**Directions for this task:**
Nothing other than the lines from the one containing "where the soil" through the close of the entries below should be printed, each exactly.

Entries taken from a collection:
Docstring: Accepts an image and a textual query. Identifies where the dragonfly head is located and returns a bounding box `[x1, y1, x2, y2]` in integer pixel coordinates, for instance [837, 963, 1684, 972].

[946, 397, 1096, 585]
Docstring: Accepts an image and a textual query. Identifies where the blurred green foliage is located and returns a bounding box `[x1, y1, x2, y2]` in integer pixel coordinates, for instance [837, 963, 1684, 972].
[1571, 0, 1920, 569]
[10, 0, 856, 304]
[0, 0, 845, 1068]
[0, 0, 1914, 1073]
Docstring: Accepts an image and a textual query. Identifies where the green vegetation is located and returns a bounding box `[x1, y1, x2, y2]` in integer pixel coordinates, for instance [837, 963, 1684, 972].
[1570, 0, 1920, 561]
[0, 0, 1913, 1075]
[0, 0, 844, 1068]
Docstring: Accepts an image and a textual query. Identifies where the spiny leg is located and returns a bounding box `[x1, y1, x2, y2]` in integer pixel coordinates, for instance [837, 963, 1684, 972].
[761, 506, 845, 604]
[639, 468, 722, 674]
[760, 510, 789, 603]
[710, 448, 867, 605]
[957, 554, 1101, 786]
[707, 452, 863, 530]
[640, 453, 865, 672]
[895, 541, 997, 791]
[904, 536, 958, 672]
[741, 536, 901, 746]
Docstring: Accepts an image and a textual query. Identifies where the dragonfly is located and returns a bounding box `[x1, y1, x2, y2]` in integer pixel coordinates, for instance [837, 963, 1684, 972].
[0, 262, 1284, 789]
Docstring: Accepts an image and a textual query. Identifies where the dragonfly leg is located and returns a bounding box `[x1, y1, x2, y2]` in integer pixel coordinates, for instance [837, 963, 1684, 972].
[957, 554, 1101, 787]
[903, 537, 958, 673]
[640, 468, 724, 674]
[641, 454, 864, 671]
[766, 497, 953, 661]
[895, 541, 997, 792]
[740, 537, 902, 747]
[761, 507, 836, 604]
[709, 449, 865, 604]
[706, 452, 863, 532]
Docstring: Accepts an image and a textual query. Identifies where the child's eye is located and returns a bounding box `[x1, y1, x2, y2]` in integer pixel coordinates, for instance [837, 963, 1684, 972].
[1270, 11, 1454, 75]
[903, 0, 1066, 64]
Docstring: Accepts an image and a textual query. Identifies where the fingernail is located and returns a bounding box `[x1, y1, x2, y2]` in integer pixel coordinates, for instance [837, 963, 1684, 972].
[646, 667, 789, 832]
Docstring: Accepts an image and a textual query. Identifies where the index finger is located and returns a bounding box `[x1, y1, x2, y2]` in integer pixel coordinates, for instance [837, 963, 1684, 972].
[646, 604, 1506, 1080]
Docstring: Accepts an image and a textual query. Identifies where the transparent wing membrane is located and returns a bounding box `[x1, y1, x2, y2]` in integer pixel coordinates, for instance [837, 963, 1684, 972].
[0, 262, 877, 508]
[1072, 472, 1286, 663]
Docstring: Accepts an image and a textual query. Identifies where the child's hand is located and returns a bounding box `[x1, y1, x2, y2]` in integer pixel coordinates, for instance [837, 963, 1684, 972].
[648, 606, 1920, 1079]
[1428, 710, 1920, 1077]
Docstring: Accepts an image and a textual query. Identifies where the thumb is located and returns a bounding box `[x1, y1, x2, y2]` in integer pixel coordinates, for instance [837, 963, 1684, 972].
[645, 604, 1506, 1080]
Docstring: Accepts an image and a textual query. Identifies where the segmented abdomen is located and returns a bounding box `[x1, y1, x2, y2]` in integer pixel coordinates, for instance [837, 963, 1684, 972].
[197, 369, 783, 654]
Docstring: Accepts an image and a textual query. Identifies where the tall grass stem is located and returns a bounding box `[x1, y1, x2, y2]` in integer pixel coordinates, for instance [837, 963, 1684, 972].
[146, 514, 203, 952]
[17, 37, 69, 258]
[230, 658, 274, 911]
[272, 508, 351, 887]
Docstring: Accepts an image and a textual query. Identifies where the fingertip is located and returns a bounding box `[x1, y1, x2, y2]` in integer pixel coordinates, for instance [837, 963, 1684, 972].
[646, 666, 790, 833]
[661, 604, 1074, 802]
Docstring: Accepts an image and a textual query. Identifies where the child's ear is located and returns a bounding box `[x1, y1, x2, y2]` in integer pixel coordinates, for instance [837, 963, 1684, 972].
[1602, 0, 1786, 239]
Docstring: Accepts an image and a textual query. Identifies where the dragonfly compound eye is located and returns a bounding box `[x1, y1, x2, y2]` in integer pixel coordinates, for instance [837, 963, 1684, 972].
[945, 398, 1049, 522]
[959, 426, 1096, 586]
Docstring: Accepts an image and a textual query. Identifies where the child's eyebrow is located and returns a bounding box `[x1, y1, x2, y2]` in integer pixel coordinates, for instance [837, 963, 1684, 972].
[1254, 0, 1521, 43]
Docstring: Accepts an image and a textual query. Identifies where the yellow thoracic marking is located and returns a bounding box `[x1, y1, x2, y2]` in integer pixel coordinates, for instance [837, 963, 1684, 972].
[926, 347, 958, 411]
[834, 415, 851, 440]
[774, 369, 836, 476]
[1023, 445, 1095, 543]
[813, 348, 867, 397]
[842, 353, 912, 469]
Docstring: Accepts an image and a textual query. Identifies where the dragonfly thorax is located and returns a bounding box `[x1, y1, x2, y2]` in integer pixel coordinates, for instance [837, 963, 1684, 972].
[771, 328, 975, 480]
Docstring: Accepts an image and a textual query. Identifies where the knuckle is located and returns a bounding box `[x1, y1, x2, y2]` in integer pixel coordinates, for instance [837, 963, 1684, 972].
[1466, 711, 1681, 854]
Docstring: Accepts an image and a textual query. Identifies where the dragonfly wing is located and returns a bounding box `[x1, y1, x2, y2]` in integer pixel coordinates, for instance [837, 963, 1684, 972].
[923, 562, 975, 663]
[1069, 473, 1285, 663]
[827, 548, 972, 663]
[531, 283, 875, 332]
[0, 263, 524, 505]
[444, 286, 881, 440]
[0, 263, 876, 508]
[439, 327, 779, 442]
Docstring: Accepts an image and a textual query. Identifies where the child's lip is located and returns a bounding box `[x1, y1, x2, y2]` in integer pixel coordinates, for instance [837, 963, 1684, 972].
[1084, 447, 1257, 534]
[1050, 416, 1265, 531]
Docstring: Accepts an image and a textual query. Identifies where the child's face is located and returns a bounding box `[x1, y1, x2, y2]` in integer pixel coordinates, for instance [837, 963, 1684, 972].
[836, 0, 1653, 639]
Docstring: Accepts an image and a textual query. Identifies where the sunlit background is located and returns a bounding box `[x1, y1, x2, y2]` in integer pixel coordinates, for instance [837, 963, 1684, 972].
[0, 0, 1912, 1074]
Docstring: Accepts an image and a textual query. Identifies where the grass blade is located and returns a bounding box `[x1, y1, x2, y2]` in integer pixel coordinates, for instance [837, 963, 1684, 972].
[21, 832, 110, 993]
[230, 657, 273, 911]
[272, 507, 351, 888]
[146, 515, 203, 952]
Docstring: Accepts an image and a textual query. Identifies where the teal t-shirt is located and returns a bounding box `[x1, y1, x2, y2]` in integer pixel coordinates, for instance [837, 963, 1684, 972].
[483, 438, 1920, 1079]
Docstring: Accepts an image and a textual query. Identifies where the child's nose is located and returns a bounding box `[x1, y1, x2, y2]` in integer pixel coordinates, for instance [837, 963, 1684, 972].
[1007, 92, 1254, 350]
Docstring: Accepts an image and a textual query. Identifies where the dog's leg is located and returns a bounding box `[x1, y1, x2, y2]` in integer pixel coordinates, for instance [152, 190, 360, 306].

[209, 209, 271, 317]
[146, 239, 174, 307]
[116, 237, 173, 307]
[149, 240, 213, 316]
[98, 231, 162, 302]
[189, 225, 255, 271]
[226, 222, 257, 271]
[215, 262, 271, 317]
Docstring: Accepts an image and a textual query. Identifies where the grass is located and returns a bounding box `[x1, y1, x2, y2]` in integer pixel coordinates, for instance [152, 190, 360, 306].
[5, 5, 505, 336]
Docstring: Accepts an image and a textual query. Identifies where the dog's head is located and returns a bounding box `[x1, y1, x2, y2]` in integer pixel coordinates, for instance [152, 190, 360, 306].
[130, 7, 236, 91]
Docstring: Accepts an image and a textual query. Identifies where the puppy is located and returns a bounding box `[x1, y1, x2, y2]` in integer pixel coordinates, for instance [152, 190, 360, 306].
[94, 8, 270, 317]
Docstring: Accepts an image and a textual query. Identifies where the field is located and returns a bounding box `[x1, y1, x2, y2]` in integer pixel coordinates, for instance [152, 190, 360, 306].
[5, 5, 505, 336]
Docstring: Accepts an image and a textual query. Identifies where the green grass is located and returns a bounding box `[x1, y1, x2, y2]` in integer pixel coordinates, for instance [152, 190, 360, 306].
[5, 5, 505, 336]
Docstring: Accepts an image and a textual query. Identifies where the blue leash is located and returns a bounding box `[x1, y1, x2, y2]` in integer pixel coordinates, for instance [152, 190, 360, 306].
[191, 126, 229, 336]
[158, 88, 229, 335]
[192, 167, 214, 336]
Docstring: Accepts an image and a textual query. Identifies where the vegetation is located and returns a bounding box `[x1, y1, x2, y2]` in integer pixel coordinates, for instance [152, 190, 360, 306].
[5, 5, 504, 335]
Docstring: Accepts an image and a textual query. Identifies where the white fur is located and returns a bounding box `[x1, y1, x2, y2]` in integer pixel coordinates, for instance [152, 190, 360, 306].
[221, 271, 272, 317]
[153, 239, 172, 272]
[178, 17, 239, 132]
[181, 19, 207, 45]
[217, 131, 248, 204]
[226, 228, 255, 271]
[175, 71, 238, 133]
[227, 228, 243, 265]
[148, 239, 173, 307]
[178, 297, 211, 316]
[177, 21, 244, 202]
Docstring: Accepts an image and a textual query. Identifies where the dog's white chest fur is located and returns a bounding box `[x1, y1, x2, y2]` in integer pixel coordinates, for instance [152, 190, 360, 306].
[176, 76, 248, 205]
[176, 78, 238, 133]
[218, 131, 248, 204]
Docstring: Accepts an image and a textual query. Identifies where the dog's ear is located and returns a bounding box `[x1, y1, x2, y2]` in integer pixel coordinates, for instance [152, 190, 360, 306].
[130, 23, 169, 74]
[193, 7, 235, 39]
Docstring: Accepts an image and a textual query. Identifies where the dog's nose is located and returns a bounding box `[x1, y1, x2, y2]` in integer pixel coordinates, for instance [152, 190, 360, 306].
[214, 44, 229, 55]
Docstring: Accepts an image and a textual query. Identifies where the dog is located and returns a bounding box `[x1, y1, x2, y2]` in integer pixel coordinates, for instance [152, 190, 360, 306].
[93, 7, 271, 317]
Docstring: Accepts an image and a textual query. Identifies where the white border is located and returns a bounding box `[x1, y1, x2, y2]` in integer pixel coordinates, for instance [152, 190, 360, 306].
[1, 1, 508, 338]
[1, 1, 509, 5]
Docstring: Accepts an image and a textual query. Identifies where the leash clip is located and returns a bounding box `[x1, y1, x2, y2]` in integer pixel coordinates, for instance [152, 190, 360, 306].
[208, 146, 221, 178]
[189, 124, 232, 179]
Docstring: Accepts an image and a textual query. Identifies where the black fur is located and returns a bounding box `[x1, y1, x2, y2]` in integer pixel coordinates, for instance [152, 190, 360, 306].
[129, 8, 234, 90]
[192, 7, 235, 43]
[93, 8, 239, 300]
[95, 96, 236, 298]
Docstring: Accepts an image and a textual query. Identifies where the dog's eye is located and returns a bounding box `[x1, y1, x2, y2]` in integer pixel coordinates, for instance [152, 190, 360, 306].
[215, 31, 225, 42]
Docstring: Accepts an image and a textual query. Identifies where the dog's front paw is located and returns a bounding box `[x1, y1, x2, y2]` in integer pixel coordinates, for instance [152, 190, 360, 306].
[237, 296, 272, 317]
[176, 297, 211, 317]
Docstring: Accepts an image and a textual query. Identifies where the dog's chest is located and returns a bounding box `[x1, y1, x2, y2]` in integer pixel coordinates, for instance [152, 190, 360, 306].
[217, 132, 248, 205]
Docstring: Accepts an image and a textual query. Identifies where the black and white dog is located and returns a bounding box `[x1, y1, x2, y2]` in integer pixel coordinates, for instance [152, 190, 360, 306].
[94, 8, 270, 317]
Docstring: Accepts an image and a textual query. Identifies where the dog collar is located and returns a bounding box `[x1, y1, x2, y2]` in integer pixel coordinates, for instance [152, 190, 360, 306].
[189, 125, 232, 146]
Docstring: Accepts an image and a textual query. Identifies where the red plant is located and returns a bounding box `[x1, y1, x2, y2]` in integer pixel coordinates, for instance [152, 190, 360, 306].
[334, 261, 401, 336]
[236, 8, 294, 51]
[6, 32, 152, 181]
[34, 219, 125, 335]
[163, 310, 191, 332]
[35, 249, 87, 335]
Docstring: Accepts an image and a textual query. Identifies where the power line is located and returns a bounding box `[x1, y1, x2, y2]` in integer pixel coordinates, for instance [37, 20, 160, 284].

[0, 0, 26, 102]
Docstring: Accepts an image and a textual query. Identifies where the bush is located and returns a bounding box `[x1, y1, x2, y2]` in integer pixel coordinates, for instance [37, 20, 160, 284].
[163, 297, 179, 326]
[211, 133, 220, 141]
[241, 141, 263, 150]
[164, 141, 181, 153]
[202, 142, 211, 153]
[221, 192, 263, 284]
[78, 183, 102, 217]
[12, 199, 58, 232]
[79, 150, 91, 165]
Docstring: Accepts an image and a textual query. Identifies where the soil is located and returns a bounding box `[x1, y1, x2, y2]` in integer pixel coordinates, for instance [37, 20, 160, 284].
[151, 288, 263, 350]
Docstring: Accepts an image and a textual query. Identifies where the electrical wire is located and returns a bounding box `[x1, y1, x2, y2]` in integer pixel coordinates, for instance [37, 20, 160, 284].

**Solved problem:**
Docstring: Accepts an image and a textual query. Identifies where the soil is located and returns a bounding box `[x1, y1, x2, y2]` in integer pixel coordinates, for instance [37, 20, 160, 284].
[151, 288, 263, 350]
Docstring: Accepts an image and a textual query. Identifies where the electrical wire is located and returns a bounding box `[x1, y1, x2, y2]` in integer pixel coordinates, for instance [37, 20, 160, 284].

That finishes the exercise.